Source >>

Hyrax default configuration

Hyrax default configuration#

The following is the complete default configuration file for Hyrax. This file is used when no custom configuration file is provided. See Configuration for how to override individual values and The Hyrax Configuration System for how Hyrax layers multiple config sources.
[general]
# Set to `true` during development to skip checking for default config values
# in external libraries. Use `false` otherwise.
dev_mode = false

# Destination of log messages. Options: 'stderr', 'stdout' specify the console,
# "path/to/hyrax.log" specifies a file.
log_destination = "stderr"

# Lowest log level to emit. Options: "critical", "error", "warning", "info", "debug".
log_level = "info"

# Directory where data is stored.
data_dir = "./data"

#Top level directory for writing results.
results_dir = "./results"


[download]
# Cut out width in arcseconds.
sw = "22asec"

# Cut out height in arcseconds.
sh = "22asec"

# The filters to download.

Work instructions >>
A - In the Hyrax default configuration, what is the purpose of setting dev_mode to true, and when should it be false?
B - Resume the Hyrax default configuration file after its last shown line.

Recorded data >>

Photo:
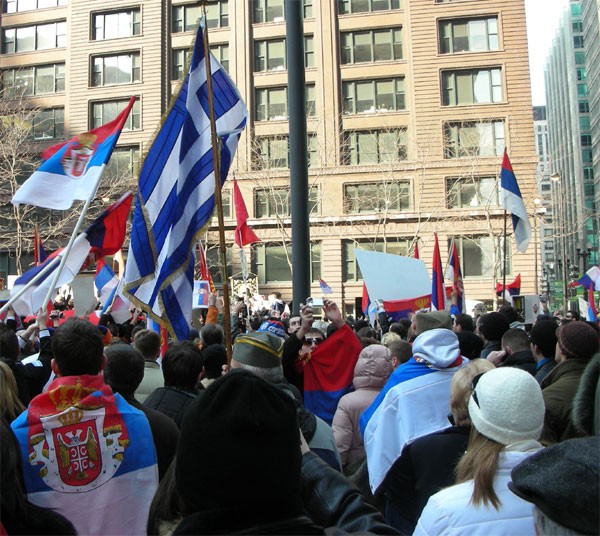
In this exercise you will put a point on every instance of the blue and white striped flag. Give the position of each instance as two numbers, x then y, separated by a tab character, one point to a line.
512	201
175	198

Answers for the exercise >>
A - Setting dev_mode to true during development skips checking for default config values in external libraries. Outside of development it should be set to false.

B -
filter = ["HSC-G", "HSC-R", "HSC-I", "HSC-Z", "HSC-Y"]

# The type of data to download.
type = "coadd"

# The data release to download from.
rerun = "pdr3_wide"

# Path to credentials.ini file for the downloader. File contents should be:
# username = "<your username>"
# password = "<your password>"
credentials_file = "./credentials.ini"

# Alternate way to pass credentials to the downloader. Users should prefer a
# credentials.ini file to avoid exposing credentials with source control.
username = false
password = false

# The number of sources to download from the catalog. Default is -1, which
# downloads all sources in the catalog.
num_sources = -1

# The number of concurrent connections to use when downloading data.
concurrent_connections = 4

# The number of seconds between printing download statistics.
stats_print_interval = 60

# The path to the catalog file that defines which cutouts to download.
fits_file = "./catalog.fits"

# The number of seconds to wait before retrying a failed HTTP request in seconds.
retry_wait = 30

# How many times to retry a failed HTTP request before moving on to the next one.
retries = 3

# Number of seconds to wait for a full HTTP response from the server.
timeout = 3600

# The number of sky location rectangles should we request in a single request.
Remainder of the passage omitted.